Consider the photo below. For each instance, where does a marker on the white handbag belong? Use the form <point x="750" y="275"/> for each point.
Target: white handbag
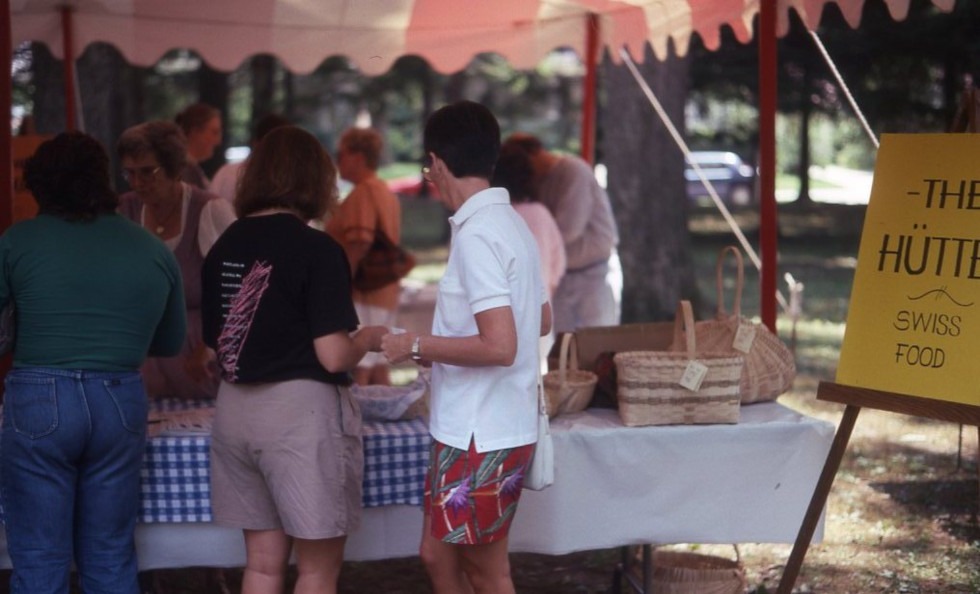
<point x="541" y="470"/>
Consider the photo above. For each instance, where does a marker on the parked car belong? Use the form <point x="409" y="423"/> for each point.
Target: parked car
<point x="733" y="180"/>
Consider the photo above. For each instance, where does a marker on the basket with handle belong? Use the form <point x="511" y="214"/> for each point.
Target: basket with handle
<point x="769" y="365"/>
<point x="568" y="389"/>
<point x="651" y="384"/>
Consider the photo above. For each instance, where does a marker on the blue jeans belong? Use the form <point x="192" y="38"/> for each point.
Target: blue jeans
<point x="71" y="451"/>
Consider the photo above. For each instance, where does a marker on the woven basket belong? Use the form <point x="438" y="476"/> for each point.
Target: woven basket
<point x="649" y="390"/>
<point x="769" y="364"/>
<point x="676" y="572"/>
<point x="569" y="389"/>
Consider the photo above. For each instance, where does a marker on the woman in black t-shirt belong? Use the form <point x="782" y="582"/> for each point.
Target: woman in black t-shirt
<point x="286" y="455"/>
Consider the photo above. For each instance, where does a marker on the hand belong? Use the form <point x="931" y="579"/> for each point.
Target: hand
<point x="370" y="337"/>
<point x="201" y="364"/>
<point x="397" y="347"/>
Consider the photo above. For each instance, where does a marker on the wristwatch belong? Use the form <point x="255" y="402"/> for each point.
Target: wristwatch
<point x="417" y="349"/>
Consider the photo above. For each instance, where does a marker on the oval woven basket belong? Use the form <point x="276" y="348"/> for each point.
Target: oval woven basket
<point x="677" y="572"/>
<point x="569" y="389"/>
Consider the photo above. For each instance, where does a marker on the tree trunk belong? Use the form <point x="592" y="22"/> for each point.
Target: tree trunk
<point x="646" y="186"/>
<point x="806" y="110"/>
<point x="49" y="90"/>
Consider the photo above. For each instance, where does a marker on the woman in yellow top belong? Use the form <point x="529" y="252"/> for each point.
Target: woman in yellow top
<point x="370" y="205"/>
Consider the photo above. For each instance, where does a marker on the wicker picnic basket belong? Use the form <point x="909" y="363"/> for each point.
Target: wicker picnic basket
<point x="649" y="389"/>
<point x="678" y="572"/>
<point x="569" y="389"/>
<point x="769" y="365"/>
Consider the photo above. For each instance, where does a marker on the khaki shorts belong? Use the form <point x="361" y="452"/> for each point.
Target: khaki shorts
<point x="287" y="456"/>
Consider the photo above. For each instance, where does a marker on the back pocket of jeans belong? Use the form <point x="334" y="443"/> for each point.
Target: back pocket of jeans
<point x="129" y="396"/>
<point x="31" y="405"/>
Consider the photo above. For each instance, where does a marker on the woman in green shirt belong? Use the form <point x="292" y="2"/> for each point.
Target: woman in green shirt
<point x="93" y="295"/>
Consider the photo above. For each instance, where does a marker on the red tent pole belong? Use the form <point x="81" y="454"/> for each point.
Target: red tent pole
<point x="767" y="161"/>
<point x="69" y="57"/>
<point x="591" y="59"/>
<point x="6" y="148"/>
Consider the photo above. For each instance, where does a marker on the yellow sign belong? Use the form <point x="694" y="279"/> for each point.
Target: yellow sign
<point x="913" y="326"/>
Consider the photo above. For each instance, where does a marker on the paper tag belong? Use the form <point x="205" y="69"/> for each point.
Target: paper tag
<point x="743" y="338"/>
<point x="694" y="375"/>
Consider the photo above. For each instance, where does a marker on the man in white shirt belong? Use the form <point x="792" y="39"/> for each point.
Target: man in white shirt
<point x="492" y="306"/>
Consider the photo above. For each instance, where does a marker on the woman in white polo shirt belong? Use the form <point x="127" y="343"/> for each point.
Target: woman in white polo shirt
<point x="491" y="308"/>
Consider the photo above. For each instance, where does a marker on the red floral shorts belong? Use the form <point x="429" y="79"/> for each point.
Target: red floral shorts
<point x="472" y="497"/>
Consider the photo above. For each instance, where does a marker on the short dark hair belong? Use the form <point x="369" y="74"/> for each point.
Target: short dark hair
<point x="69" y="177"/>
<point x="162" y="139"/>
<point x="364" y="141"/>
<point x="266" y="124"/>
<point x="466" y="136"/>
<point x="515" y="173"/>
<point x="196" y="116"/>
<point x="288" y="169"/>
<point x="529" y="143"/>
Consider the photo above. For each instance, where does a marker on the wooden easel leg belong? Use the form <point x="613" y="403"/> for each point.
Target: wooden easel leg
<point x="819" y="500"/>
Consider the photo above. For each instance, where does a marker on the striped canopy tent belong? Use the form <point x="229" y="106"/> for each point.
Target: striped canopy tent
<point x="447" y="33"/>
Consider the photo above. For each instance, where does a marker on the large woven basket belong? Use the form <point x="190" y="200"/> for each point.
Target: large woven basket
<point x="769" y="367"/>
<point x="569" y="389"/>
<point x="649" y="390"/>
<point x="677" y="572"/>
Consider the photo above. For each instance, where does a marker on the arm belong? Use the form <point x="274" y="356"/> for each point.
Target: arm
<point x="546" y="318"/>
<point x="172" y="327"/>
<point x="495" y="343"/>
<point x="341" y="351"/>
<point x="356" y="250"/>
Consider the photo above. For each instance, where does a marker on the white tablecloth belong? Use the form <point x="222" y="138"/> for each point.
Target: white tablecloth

====

▶ **Exercise aim**
Could the entries above be written out word for word, pictures excluded?

▶ **Expected output**
Consider the photo below. For each instance, where does a marker on the white handbag belong? Use the form <point x="750" y="275"/> for each point.
Target: white handbag
<point x="541" y="470"/>
Consider the photo above. For each instance, where does a marker on the parked car belong? Use the form <point x="409" y="423"/> for each point.
Target: parked car
<point x="733" y="180"/>
Consider the photo above. For each instance, where does a marker on the basket with handle belong? Use the form <point x="511" y="214"/> for each point.
Target: basket with handle
<point x="769" y="365"/>
<point x="568" y="389"/>
<point x="651" y="384"/>
Consider the photo above. For each instance, where does a marker on the blue jeans belong? Use the form <point x="192" y="38"/> for each point.
Target: blue jeans
<point x="71" y="451"/>
Consider the photo above. For each instance, where does a marker on the woven basket belong? Use the form <point x="438" y="476"/> for each point.
Target: woven basket
<point x="649" y="390"/>
<point x="769" y="364"/>
<point x="676" y="572"/>
<point x="569" y="389"/>
Consider the photo above. For each instance, where does a marker on the woman in black t-shirt belong? Use the form <point x="782" y="582"/> for each point.
Target: woman in black t-shirt
<point x="286" y="455"/>
Consider the photo above. For each instance, where does a marker on the hand belong? Use the form <point x="931" y="579"/> for each point.
Target: hand
<point x="370" y="337"/>
<point x="201" y="364"/>
<point x="397" y="347"/>
Consider the photo above. For each instance, where does a marker on the wristwatch belong? Use the form <point x="255" y="402"/> for each point.
Target: wristwatch
<point x="417" y="349"/>
Consider the photo above. For each instance, where does a marker on the oval woven basket belong? Use the form <point x="276" y="348"/> for each point.
Target: oval woven basket
<point x="677" y="572"/>
<point x="569" y="389"/>
Consider the photo above. For each instance, where does a marker on the tree trunk belong? Use the form <point x="592" y="22"/> for each point.
Target: tree trunk
<point x="646" y="186"/>
<point x="806" y="110"/>
<point x="49" y="90"/>
Consider the photo above. For each instance, where does a marker on the woman in yellow top belong? Use the form <point x="529" y="252"/> for each point.
Target: woman in yellow top
<point x="370" y="205"/>
Consider the photo above. For each instance, where does a marker on the wicker picnic basket belong? Use the form <point x="909" y="363"/> for each point.
Target: wicker picnic basket
<point x="649" y="389"/>
<point x="678" y="572"/>
<point x="569" y="389"/>
<point x="769" y="365"/>
Consider the photo above. For each instance, where does a marker on the khaki shorts belong? Use the form <point x="361" y="452"/> for each point.
Target: khaki shorts
<point x="287" y="456"/>
Consider the photo above. For each instance, where does a marker on the back pocket of jeans belong? Use the form <point x="334" y="443"/> for each point.
Target: back pocket of jeans
<point x="129" y="396"/>
<point x="31" y="405"/>
Consider the photo above. For each instance, where does a marker on the woman in green shirt belong? Use the form <point x="292" y="2"/> for each point.
Target: woman in green shirt
<point x="93" y="295"/>
Consider the photo above. For each instance, where does a marker on the red tent pole belong? Use the form <point x="81" y="454"/> for each point.
Target: red tent pole
<point x="767" y="161"/>
<point x="69" y="57"/>
<point x="591" y="59"/>
<point x="6" y="148"/>
Consider the photo above. For each instance, where does a marker on the yellow sign belong? Use the form <point x="694" y="279"/> for each point.
Target: yellow sign
<point x="913" y="326"/>
Consider the photo above. For each instance, where does a marker on the paper tag belong? Use the form <point x="205" y="69"/> for each point.
Target: paper tag
<point x="743" y="338"/>
<point x="694" y="375"/>
Consider the photo above. For each instance, where does a marker on the man in white shirt belong? Use the form <point x="792" y="39"/> for each point.
Target: man in white shirt
<point x="492" y="306"/>
Consider the photo above. For each instance, where does a marker on the woman in white polo shirt belong? Use the form <point x="127" y="343"/> for each point.
Target: woman in white polo shirt
<point x="491" y="308"/>
Consider the photo above. For each instance, where does a marker on the red floral shorts belong? Use the form <point x="429" y="79"/> for each point.
Target: red floral shorts
<point x="472" y="497"/>
Consider the photo above. For each instance, where does a marker on the short dark hair belong? Use the form <point x="369" y="74"/> for each point.
Target: short dark hair
<point x="69" y="177"/>
<point x="162" y="139"/>
<point x="364" y="141"/>
<point x="266" y="124"/>
<point x="466" y="136"/>
<point x="515" y="173"/>
<point x="196" y="116"/>
<point x="288" y="169"/>
<point x="529" y="143"/>
Consider the photo above. For each instance, where does a marker on the wooden easel leg belong? Use the form <point x="613" y="403"/> for each point.
Target: wooden easel leg
<point x="819" y="500"/>
Consider the photo above. For each instance, where does a marker on the striped canopy tent belong? Use the form <point x="229" y="106"/> for each point.
Target: striped canopy tent
<point x="447" y="33"/>
Consider the photo above. For each instance, where does a marker on the large woven basket belong? Use the form <point x="190" y="200"/> for each point.
Target: large woven basket
<point x="769" y="367"/>
<point x="569" y="389"/>
<point x="649" y="390"/>
<point x="677" y="572"/>
Consider the photo above. For each instance, where does a marker on the arm belong? Use the form <point x="274" y="356"/> for each point.
Target: arm
<point x="546" y="318"/>
<point x="172" y="327"/>
<point x="495" y="343"/>
<point x="341" y="351"/>
<point x="356" y="250"/>
Consider the photo above. For each instance, where does a marker on the white tablecloth belong? Use the form <point x="222" y="138"/> for each point.
Target: white tablecloth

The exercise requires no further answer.